**Try it**
The full set of records needs to be retyped exactly.

(Supplied records begins)

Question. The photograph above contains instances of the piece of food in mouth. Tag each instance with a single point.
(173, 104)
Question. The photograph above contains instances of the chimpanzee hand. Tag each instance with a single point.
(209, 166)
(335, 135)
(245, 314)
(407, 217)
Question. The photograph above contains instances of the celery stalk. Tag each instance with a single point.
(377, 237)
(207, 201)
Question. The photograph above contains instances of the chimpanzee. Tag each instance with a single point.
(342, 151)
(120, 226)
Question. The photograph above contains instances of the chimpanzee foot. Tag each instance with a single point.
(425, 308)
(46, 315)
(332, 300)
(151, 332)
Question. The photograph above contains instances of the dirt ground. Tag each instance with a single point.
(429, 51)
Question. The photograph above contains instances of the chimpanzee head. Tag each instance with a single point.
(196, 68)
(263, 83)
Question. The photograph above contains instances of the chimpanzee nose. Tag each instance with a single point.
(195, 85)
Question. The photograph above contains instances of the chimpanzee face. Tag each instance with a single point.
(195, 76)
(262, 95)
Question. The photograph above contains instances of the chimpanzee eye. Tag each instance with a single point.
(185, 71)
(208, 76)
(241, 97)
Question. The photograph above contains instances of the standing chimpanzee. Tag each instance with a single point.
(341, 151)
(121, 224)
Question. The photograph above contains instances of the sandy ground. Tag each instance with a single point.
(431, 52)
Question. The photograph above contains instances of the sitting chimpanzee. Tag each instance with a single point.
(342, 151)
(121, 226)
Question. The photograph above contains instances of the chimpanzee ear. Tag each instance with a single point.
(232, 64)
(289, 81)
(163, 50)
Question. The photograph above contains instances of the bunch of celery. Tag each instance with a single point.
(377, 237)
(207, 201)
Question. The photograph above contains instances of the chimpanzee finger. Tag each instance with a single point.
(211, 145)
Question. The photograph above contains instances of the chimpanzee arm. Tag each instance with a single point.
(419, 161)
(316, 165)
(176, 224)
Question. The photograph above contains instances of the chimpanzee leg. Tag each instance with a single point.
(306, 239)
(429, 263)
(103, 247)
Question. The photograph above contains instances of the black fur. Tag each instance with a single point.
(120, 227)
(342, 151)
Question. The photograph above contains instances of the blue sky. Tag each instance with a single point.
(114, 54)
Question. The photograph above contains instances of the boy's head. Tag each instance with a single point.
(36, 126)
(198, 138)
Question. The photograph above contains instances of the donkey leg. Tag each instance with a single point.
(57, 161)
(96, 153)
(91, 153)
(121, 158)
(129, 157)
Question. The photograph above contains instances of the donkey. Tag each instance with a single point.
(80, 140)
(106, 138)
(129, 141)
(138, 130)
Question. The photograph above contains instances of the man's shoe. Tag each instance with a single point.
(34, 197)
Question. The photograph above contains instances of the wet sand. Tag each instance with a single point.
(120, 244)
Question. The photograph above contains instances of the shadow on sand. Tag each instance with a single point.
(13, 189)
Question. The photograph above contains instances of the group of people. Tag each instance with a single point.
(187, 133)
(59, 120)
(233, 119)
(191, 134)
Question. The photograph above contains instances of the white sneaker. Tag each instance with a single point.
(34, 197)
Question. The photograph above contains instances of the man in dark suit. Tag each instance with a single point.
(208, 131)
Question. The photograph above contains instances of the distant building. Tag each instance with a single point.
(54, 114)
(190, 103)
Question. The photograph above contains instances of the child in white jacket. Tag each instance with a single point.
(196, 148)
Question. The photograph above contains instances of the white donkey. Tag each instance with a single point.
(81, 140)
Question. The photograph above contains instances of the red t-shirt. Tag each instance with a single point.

(Supplied records ends)

**Answer for this exercise**
Question. The photograph above contains instances of the piece of food in mouth. Tag each instance with a single point.
(173, 104)
Question. The photograph above contains instances of the chimpanzee hand. Tag each instance with a single point.
(209, 166)
(335, 135)
(245, 314)
(407, 217)
Question. The photograph above contains instances of the celery stalk. Tag each instance with a single point.
(377, 237)
(207, 201)
Question. The photograph above contains instances of the chimpanzee. Tag each instance with a single point.
(342, 151)
(120, 226)
Question. The photograph above contains instances of the chimpanzee foot. Tag each instance with a single point.
(425, 308)
(46, 315)
(332, 300)
(151, 332)
Question. The photograph above contains instances of the dirt ground. Tag each instance with a single point.
(429, 51)
Question. The photograph above contains instances of the chimpanzee head. Tag each instance with a single point.
(196, 68)
(263, 83)
Question. The photograph above contains instances of the chimpanzee nose. Tag each instance with a single point.
(195, 85)
Question. The photograph above contains instances of the chimpanzee face. Tag each instance with a single point.
(195, 76)
(262, 95)
Question. The photograph above contains instances of the chimpanzee eye. Tag each instance with a single point.
(185, 71)
(208, 76)
(241, 97)
Question. The photograph above contains instances of the standing chimpanzee. Tag each instance with a single point.
(341, 151)
(121, 224)
Question. The photograph above contains instances of the sandy ground. Tag each instance with a single point.
(431, 52)
Question. The photograph above contains instances of the sitting chimpanzee. Tag each instance with a single point.
(342, 151)
(121, 226)
Question. The photograph above contains instances of the chimpanzee ear. Tag each instance with a single point.
(232, 64)
(289, 81)
(163, 50)
Question. The photograph above contains instances of the bunch of celery. Tag each instance with a single point.
(377, 237)
(207, 201)
Question. The photograph above contains instances of the chimpanzee finger. Tag each instance with a single point.
(211, 145)
Question. The photograph above contains instances of the chimpanzee arm. Tag each instance with a single point.
(419, 161)
(316, 165)
(176, 224)
Question. The photograph above contains instances of the chimpanzee leg. Tag each instance with a single point.
(306, 239)
(429, 263)
(103, 247)
Question. The photograph above contains instances of the black fur. Tag each instance with a single point.
(120, 227)
(342, 151)
Question. The photograph above contains instances of the blue sky. Tag each instance with a single point.
(114, 54)
Question. The photograph above contains instances of the boy's head. Tag each instance with a single point.
(36, 126)
(198, 138)
Question. The photograph above contains instances of the donkey leg. Tag each instance with a single point.
(57, 161)
(96, 153)
(91, 153)
(121, 158)
(129, 157)
Question. The photograph above contains instances of the donkey. Tag each instance with a single point.
(80, 140)
(106, 138)
(129, 141)
(138, 130)
Question. The photograph above contains instances of the man's shoe. Tag each instance with a single point.
(34, 197)
Question. The photograph above contains instances of the wet sand. Tag each instance with a single point.
(120, 244)
Question. The photograph above contains instances of the shadow on sand. Tag each instance with a single point.
(13, 189)
Question. The photograph above contains instances of the group of people. Tag each instance with a single point.
(187, 133)
(59, 120)
(233, 119)
(191, 134)
Question. The photograph above contains instances of the white sneaker. Tag each instance with a single point.
(34, 197)
Question. The photograph above contains instances of the man in dark suit. Tag each instance with a single point.
(208, 131)
Question. The photograph above contains instances of the distant building. Tag each instance with a single point.
(54, 114)
(190, 103)
Question. The photograph above contains instances of the child in white jacket. Tag each instance with a single point.
(196, 148)
Question. The photograph above contains instances of the white donkey. Tag each instance with a single point.
(81, 140)
Question. The photograph above contains instances of the red t-shirt. Tag each instance with a single point.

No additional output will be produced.